* _TUGAS LATIHAN_:
[a] Dalam teks tentang protes pengembang aplikasi terhadap kebijakan Apple, apa nama koalisi yang dibentuk para pengembang itu?
[b] Lanjutkan teks tentang protes pengembang aplikasi terhadap pungutan 30% Apple, mulai setelah kalimat terakhirnya.

25/9/2020, 10.50 WIB

Sejumlah pengembang aplikasi seperti Spotify, Epic Games hingga platform kencan online, Match Group memprotes kebijakan Apple yang mengenakan pungutan 30% dari setiap transaksi. Mereka juga membentuk koalisi yang diberi nama The Coalition for App Fairness.

Mereka keberatan dengan pengenaan pungutan 30% dari setiap transaksi di toko aplikasi App Store. Beberapa pengembang membebankannya kepada konsumen, sehingga harga aplikasinya lebih mahal ketimbang di Google Play Store dan lainnya.

Selain itu, mereka menilai Apple mengutamakan aplikasi sendiri di App Store. "Kami bergabung untuk membela hak-hak dasar pencipta aplikasi,” kata pendiri sekaligus CEO Epic Games Tim Sweeney dikutip dari The Verge, Kamis (24/9).

Sebelum membentuk koalisi, pengembang gim online Epic Games, Fortnite gencar memprotes kebijakan Apple. Perusahaan bahkan membuat sistem pembayaran sendiri guna menghindari pungutan 30%.

Hal itu diketahui oleh Apple, sehingga aplikasi Epic Games dihapus dari App Store pada bulan lalu.

* _DATA YANG DIBERIKAN_:
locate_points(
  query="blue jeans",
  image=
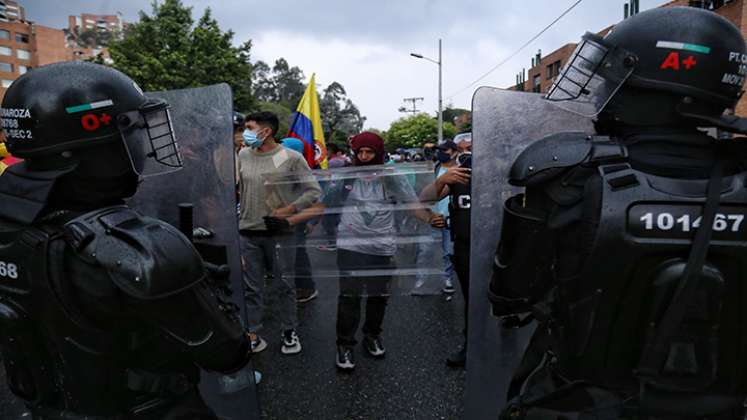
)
(282, 252)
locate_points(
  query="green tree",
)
(451, 113)
(340, 117)
(167, 50)
(282, 83)
(282, 112)
(414, 131)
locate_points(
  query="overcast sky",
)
(365, 45)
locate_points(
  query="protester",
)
(337, 158)
(305, 285)
(446, 154)
(455, 184)
(266, 228)
(464, 142)
(365, 242)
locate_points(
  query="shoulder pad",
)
(546, 157)
(146, 258)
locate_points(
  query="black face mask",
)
(104, 177)
(443, 157)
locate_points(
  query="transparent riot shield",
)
(504, 123)
(373, 219)
(201, 199)
(376, 269)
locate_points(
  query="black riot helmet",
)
(660, 65)
(77, 106)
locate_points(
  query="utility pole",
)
(414, 109)
(440, 90)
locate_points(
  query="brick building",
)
(540, 76)
(10, 11)
(86, 34)
(25, 45)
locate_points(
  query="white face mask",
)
(251, 139)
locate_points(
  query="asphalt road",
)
(412, 382)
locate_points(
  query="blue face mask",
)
(443, 157)
(251, 139)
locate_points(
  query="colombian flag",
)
(5, 158)
(307, 127)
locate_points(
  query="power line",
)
(515, 53)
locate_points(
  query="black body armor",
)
(595, 251)
(460, 208)
(108, 314)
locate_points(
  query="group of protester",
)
(273, 224)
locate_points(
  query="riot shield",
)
(504, 124)
(366, 213)
(203, 127)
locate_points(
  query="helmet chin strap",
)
(730, 123)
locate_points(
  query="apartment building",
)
(540, 76)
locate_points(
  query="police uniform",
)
(104, 313)
(626, 246)
(460, 204)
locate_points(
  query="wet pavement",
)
(412, 382)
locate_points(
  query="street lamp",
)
(440, 99)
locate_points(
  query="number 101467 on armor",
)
(680, 221)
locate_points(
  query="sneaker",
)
(345, 359)
(458, 358)
(374, 346)
(258, 343)
(448, 288)
(306, 295)
(291, 343)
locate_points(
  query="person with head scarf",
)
(366, 243)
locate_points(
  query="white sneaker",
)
(291, 343)
(258, 343)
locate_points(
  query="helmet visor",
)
(591, 77)
(149, 138)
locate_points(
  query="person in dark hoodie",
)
(366, 243)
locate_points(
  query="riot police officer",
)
(627, 245)
(104, 313)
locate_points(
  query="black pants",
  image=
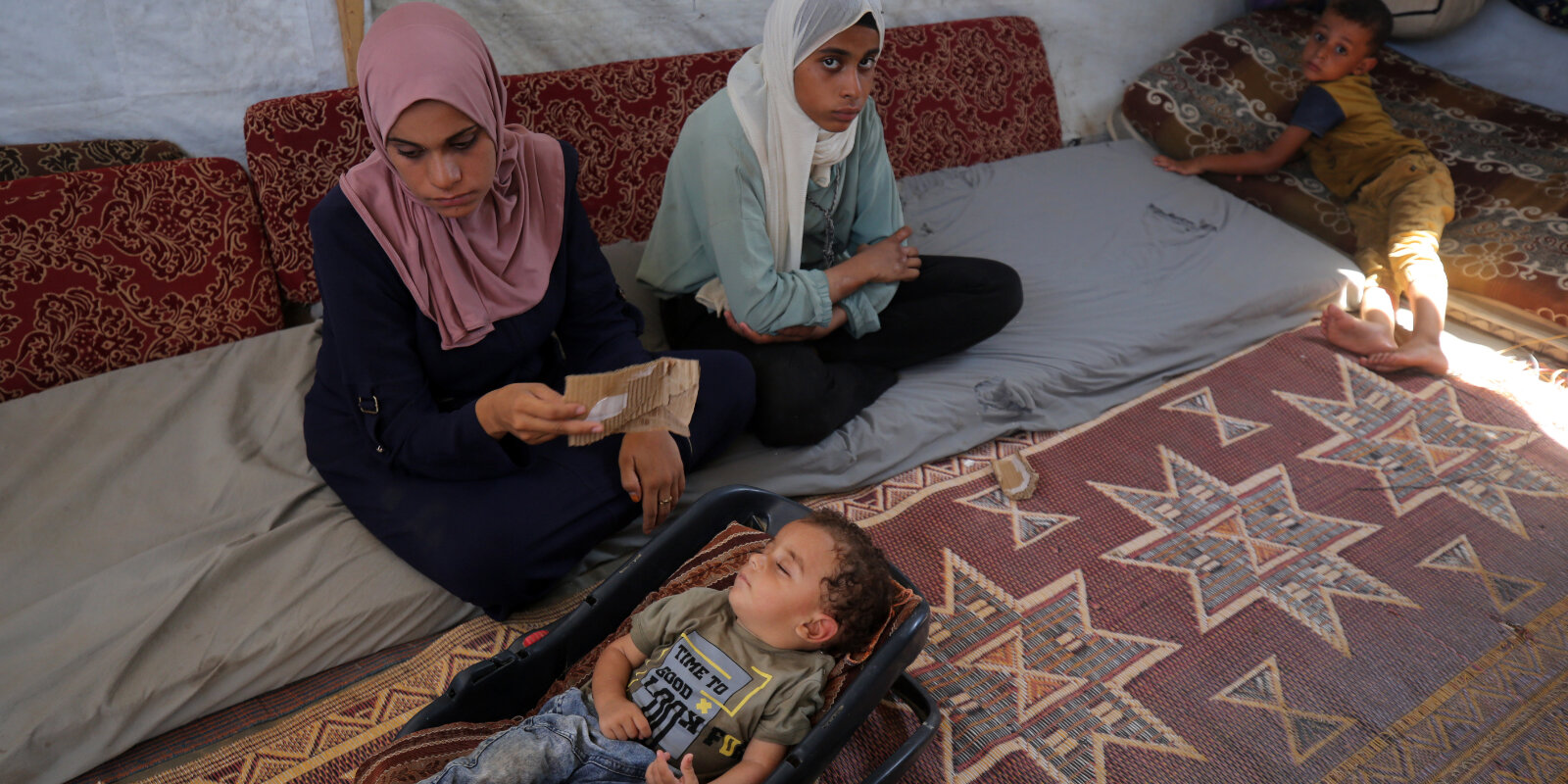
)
(807, 389)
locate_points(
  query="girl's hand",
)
(1180, 167)
(888, 261)
(653, 474)
(659, 770)
(789, 334)
(533, 413)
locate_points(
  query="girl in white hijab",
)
(781, 235)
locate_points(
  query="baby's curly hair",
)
(859, 595)
(1371, 15)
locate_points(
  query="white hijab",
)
(789, 146)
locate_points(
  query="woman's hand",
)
(659, 770)
(789, 334)
(533, 413)
(888, 261)
(653, 474)
(621, 718)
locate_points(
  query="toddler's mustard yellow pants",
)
(1399, 219)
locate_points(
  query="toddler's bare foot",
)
(1413, 355)
(1355, 334)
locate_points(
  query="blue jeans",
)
(561, 744)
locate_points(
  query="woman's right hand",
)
(533, 413)
(888, 261)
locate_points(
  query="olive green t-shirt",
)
(710, 686)
(1360, 145)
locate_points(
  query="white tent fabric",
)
(172, 70)
(187, 70)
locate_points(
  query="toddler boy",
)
(723, 681)
(1399, 196)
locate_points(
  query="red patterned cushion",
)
(1231, 88)
(107, 269)
(59, 157)
(951, 94)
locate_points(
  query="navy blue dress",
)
(389, 420)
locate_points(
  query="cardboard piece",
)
(651, 396)
(1015, 477)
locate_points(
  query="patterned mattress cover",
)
(1235, 86)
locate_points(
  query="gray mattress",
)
(169, 551)
(1131, 276)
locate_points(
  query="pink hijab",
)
(466, 273)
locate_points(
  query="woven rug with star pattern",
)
(1280, 569)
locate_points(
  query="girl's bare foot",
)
(1413, 355)
(1356, 334)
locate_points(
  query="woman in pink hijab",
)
(460, 284)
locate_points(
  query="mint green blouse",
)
(710, 224)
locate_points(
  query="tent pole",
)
(352, 27)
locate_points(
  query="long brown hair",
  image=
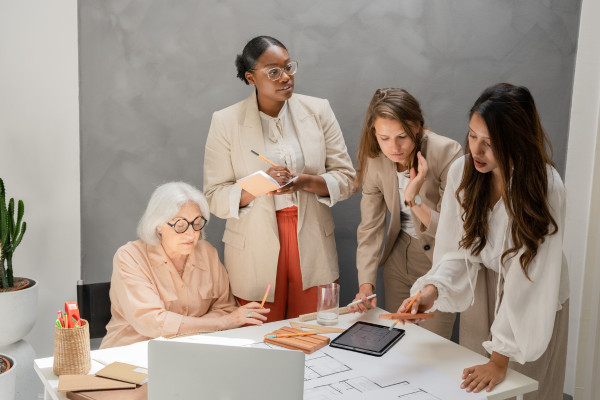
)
(518, 142)
(397, 105)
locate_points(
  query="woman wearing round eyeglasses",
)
(171, 281)
(286, 237)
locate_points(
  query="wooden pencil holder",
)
(72, 350)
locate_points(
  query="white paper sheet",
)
(336, 374)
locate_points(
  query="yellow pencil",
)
(259, 156)
(266, 294)
(290, 335)
(407, 309)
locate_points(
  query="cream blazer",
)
(251, 236)
(381, 193)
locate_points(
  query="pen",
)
(407, 308)
(358, 301)
(291, 335)
(259, 156)
(265, 298)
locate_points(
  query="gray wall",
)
(153, 72)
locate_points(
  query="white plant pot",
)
(8, 380)
(18, 313)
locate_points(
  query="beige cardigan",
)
(380, 193)
(251, 235)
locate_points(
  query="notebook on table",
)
(139, 393)
(124, 372)
(73, 383)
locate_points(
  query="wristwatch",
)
(416, 200)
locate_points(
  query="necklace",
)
(183, 269)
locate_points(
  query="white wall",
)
(39, 148)
(583, 136)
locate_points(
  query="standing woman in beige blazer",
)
(402, 168)
(284, 238)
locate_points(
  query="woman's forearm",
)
(315, 184)
(423, 213)
(246, 198)
(195, 324)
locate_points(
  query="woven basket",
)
(72, 350)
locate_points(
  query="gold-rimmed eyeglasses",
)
(275, 73)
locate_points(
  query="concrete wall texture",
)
(153, 72)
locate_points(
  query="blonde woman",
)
(402, 168)
(285, 238)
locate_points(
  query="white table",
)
(423, 346)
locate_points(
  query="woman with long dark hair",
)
(499, 258)
(402, 168)
(285, 238)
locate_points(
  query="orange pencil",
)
(407, 308)
(266, 294)
(259, 156)
(290, 335)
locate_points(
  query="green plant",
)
(11, 234)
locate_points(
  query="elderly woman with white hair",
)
(171, 280)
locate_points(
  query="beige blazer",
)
(380, 193)
(251, 235)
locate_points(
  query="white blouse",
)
(283, 148)
(524, 321)
(406, 222)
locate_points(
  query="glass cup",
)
(328, 304)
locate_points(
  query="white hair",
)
(164, 205)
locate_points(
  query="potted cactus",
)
(8, 375)
(18, 296)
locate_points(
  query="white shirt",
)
(285, 150)
(524, 322)
(406, 222)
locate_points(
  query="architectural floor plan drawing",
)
(361, 384)
(336, 374)
(318, 364)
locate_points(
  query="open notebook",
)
(259, 183)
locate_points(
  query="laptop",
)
(182, 371)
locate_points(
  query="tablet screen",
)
(371, 337)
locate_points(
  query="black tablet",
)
(371, 339)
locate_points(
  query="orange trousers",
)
(290, 300)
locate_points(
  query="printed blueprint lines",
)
(322, 365)
(361, 384)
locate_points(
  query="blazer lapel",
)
(309, 137)
(252, 138)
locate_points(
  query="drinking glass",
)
(328, 304)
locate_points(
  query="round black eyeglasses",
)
(182, 225)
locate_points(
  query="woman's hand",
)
(478, 377)
(238, 317)
(365, 290)
(416, 180)
(280, 173)
(423, 303)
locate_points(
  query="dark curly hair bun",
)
(252, 51)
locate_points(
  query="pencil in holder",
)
(72, 350)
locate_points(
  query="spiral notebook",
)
(259, 183)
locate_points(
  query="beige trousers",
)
(406, 263)
(548, 370)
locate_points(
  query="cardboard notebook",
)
(139, 393)
(74, 383)
(307, 344)
(124, 372)
(259, 183)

* _JAWABAN LATIHAN_:
[a] The Coalition for App Fairness.

[b]
Spotify juga telah menggugat Apple terkait dugaan monopoli di Uni Eropa. Produsen iPhone ini dinilai mengutamakan aplikasi buatan sendiri di toko aplikasinya.

"Apple memanfaatkan dominasinya dan melakukan praktik tidak adil yang merugikan pesaing," kata perusahaan. Apple memang memiliki aplikasi streaming musik Apple Music, yang juga bersaing dengan Spotify.

Kedua aplikasi itu masih memimpin pasar layanan streaming musik secara global. Apple menguasai 19% pangsa pasar, dengan jumlah pengguna tumbuh 36% pada tahun lalu.

Sedangkan Spotify meraih 35% pasar, dengan jumlah pelanggan meningkat 23% pada periode yang sama.

Apple menolak berkomentar mengenai tuntutan koalisi tersebut. Namun perusahaan meluncurkan fitur baru pada situs website resminya pekan lalu, dan mengunggah pesan penjelasan terkait kebijakan.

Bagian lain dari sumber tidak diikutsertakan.